▸ What is needed
Swap each "Locate" in the items below for "Find" and write all the items out again, keeping every other word unchanged.

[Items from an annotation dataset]
+ + +

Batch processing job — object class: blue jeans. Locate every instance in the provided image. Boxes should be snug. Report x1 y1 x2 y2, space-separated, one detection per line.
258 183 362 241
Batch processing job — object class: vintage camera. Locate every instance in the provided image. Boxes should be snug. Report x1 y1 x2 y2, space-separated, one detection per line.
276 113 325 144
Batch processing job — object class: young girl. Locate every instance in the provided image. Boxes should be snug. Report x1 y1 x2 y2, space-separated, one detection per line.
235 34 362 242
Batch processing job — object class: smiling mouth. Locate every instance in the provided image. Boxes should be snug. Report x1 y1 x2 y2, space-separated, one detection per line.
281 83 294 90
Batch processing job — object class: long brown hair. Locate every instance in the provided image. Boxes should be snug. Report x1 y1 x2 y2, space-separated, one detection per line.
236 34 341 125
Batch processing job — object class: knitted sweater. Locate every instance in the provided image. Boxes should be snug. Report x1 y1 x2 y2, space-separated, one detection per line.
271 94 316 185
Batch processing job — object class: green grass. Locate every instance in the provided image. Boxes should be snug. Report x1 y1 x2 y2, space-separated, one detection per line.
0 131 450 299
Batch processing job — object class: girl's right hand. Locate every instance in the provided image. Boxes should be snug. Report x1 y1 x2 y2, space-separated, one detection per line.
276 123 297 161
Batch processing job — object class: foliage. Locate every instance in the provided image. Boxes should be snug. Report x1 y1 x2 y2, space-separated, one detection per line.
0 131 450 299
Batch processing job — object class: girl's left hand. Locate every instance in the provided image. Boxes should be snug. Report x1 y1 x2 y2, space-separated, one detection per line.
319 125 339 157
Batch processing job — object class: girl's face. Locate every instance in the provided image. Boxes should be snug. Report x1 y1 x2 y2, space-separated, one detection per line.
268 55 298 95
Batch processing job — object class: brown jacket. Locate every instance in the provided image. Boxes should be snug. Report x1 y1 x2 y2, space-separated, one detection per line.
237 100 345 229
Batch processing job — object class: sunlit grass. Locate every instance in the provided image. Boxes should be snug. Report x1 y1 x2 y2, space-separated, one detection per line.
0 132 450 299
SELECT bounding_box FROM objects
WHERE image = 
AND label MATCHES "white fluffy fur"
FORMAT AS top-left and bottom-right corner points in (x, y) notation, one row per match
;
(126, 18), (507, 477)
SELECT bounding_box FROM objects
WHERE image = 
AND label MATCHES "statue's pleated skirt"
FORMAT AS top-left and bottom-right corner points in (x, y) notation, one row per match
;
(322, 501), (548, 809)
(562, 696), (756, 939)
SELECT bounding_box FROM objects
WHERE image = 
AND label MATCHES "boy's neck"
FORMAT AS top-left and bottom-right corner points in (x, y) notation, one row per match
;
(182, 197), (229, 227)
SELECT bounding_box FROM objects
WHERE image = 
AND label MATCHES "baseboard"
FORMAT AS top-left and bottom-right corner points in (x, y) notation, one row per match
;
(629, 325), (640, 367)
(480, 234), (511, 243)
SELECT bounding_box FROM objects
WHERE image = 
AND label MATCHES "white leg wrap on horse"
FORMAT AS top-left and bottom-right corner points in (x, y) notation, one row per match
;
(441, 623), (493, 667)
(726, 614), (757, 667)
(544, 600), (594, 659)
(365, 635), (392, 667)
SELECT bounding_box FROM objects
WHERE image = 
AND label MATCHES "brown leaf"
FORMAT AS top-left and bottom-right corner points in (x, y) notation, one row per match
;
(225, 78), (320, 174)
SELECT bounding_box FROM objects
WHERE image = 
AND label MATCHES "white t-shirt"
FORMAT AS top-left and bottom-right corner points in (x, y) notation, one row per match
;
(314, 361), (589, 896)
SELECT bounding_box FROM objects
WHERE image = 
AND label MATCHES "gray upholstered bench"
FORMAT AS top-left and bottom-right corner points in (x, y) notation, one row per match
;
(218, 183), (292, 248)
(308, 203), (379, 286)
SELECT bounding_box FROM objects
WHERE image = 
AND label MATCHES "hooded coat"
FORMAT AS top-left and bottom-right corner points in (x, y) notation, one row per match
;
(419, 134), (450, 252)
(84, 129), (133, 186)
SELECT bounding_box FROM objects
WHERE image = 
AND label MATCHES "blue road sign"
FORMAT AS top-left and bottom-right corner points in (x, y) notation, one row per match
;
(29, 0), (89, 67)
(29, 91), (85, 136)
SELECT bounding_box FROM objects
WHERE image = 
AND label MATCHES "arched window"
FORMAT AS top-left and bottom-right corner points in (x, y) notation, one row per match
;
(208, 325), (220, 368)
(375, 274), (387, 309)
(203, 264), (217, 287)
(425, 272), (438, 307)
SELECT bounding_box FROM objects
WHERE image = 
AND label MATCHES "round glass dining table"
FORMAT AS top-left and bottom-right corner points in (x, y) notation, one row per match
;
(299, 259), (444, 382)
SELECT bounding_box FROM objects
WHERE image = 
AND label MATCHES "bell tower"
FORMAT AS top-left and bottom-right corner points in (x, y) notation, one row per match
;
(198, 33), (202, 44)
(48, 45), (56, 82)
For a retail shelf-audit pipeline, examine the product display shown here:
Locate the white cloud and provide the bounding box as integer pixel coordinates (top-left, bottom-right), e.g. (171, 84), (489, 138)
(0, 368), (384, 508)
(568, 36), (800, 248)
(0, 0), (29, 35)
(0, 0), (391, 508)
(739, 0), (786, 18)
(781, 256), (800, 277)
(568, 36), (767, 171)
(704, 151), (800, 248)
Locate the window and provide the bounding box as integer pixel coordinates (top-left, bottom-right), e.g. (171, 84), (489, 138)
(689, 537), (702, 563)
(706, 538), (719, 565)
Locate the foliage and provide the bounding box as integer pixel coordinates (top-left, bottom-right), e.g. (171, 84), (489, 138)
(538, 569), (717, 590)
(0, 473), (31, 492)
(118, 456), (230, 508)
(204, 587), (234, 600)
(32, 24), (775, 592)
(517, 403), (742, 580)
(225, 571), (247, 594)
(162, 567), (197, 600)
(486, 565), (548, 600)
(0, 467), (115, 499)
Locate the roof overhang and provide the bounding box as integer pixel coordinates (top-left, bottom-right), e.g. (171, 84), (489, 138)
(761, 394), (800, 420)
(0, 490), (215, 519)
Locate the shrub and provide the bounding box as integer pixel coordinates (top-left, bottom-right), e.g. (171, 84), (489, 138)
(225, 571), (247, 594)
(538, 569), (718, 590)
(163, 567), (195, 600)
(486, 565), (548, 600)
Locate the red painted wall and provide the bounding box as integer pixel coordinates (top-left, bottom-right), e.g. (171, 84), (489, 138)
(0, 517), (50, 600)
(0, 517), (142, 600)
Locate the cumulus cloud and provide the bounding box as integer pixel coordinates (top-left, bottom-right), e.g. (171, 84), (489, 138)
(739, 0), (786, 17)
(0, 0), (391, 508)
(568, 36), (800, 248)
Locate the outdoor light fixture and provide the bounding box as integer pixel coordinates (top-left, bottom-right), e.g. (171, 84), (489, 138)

+ + +

▸ Completed task
Batch processing job — object class: blue jeans. Find every instance in the provided image. Boxes should be snug. Report x1 y1 x2 y2, space-separated, one detection per line.
258 183 362 241
Batch processing job — object class: vintage camera. Find every instance in the provided image. Boxes should be snug. Report x1 y1 x2 y2, space-separated, one detection per line.
276 113 325 144
Batch processing job — object class: young girl. Find every instance in the provided image. Boxes should be snug. Report x1 y1 x2 y2, space-separated, one detection per line.
235 34 362 242
Batch processing job — object class: smiling mouth. Find every instance in the provided image. Boxes should be snug. Report x1 y1 x2 y2, space-separated, one detection per line.
281 83 294 90
Batch processing job — object class: long brown hair. Find every instance in the provided image. Boxes should be snug. Report x1 y1 x2 y2, space-separated, one detection per line.
236 34 341 125
Batch processing job — object class: knitted sweater. Find every instance in the provided image. Boxes should be snug. Report x1 y1 x2 y2, space-separated, one detection per line.
271 94 316 185
Batch processing job — object class: green grass. Find every instance in the provided image. Boxes should be snug. Report x1 y1 x2 y2, space-separated, one detection per line.
0 131 450 299
Batch processing job — object class: girl's right hand. Find every instance in the provided image. Boxes should be snug. Report x1 y1 x2 y2, space-separated, one detection per line.
276 123 297 161
Batch processing job — object class: foliage. Find every instance in the provided image. Boxes should be snug. Report x1 y1 x2 y2, space-separated, one detection per line.
0 131 450 299
Batch processing job — object class: girl's left hand. Find every instance in the provided image. Boxes should be snug. Report x1 y1 x2 y2, space-separated, one detection per line.
319 125 339 157
Batch processing job — object class: girl's face. Find every instance in the provided image. Boxes should be snug. Report x1 y1 x2 y2, space-separated, one detection per line.
268 55 298 95
Batch processing job — object class: brown jacket. Find every instance in the provided image. Boxes should be snug. Report x1 y1 x2 y2, space-separated, one detection per line.
237 100 345 229
Batch processing job — object class: sunlit grass. Find every instance in the provided image. Boxes should be snug. Report x1 y1 x2 y2, space-separated, one detection per line.
0 132 450 299
SELECT bounding_box FROM objects
WHERE image = 
AND label MATCHES "white fluffy fur"
FORMAT AS top-left and bottom-right corner points in (x, y) notation, one row per match
;
(126, 18), (507, 477)
SELECT bounding_box FROM objects
WHERE image = 
AND label MATCHES "statue's pleated skirt"
FORMAT AS top-left and bottom-right corner points in (x, y) notation, one row per match
;
(322, 501), (548, 809)
(562, 696), (756, 939)
SELECT bounding_box FROM objects
WHERE image = 
AND label MATCHES "boy's neck"
FORMAT AS top-left and bottom-right corner points in (x, y) notation, one row per match
;
(182, 197), (229, 227)
SELECT bounding_box FROM objects
WHERE image = 
AND label MATCHES "baseboard"
FORMAT AS top-left and bottom-right corner points in (x, y) notation, one row per match
;
(629, 325), (640, 367)
(480, 234), (511, 243)
SELECT bounding_box FROM objects
WHERE image = 
AND label MATCHES "white leg wrap on horse"
FORMAT AS top-left and bottom-right corner points in (x, y) notation, one row per match
;
(441, 623), (493, 667)
(726, 614), (757, 667)
(544, 600), (594, 659)
(365, 635), (392, 667)
SELECT bounding_box FROM objects
WHERE image = 
AND label MATCHES "brown leaf"
FORMAT AS top-left and bottom-right corner points in (x, y) notation, one row per match
;
(225, 78), (320, 174)
SELECT bounding_box FROM objects
WHERE image = 
AND label MATCHES "white t-shirt"
FORMAT AS top-left and bottom-right corner points in (x, y) notation, one row per match
;
(314, 361), (589, 896)
SELECT bounding_box FROM objects
WHERE image = 
AND label MATCHES "gray upholstered bench"
FORMAT AS top-left and bottom-right corner points in (x, y) notation, one row per match
;
(218, 183), (292, 248)
(308, 203), (379, 286)
SELECT bounding_box FROM objects
WHERE image = 
AND label MATCHES "hooded coat"
FORMAT AS top-left and bottom-right corner points in (x, y) notation, one row per match
;
(419, 134), (450, 252)
(84, 129), (133, 186)
SELECT bounding_box FROM objects
WHERE image = 
AND label MATCHES "blue road sign"
FORMAT AS top-left and bottom-right corner points in (x, y) notation, one row per match
;
(29, 0), (89, 67)
(29, 91), (85, 136)
SELECT bounding_box FROM objects
WHERE image = 
AND label MATCHES "arched window"
FORMAT AS top-left and bottom-right corner points in (x, y) notation, one row per match
;
(208, 325), (220, 368)
(375, 274), (387, 309)
(203, 264), (217, 287)
(425, 272), (438, 307)
SELECT bounding_box FROM objects
WHERE image = 
AND label MATCHES "round glass dining table"
FORMAT AS top-left and bottom-right corner points in (x, y) notation, one row per match
;
(299, 259), (444, 382)
SELECT bounding_box FROM objects
WHERE image = 
AND label MATCHES "bell tower"
FORMAT AS top-left and bottom-right corner points in (x, y) notation, one row per match
;
(198, 33), (202, 44)
(48, 45), (56, 82)
For a retail shelf-audit pipeline, examine the product display shown here:
Find the white cloud and provide the bounding box as integer pixel coordinates (top-left, bottom-right), e.g. (171, 84), (489, 138)
(0, 368), (384, 508)
(568, 36), (800, 248)
(0, 0), (29, 35)
(0, 0), (391, 508)
(739, 0), (786, 18)
(781, 256), (800, 277)
(568, 36), (767, 171)
(704, 151), (800, 248)
Find the window and provide the bounding box as integer pixel coordinates (top-left, bottom-right), e.g. (171, 84), (489, 138)
(689, 537), (702, 563)
(706, 538), (719, 565)
Find the foliage and provide the bounding box as integer pixel coordinates (top-left, bottom-right), e.g. (171, 84), (489, 138)
(538, 569), (717, 590)
(0, 473), (31, 492)
(118, 456), (230, 508)
(204, 587), (234, 600)
(32, 24), (775, 592)
(517, 403), (742, 580)
(225, 571), (247, 594)
(162, 567), (197, 600)
(486, 565), (548, 600)
(0, 467), (115, 499)
Find the roof overhang and provide the bounding box as integer pixel coordinates (top-left, bottom-right), e.g. (171, 84), (489, 138)
(761, 394), (800, 420)
(0, 490), (215, 519)
Find the shrub and provide the bounding box as integer pixel coordinates (top-left, bottom-right), e.g. (171, 84), (489, 138)
(225, 571), (247, 594)
(538, 569), (718, 590)
(163, 567), (195, 600)
(486, 565), (548, 600)
Find the red painted wall and provide the bounding box as integer pixel coordinates (top-left, bottom-right), e.g. (171, 84), (489, 138)
(0, 517), (50, 600)
(0, 517), (142, 600)
Find the cumulus cloud and provide the bounding box as integer pixel coordinates (top-left, bottom-right), e.g. (171, 84), (489, 138)
(739, 0), (786, 17)
(0, 0), (391, 508)
(568, 36), (800, 248)
Find the outdoor light fixture and provide the bounding box as integer pixel coordinates (top-left, bottom-right), e.g. (171, 84), (489, 138)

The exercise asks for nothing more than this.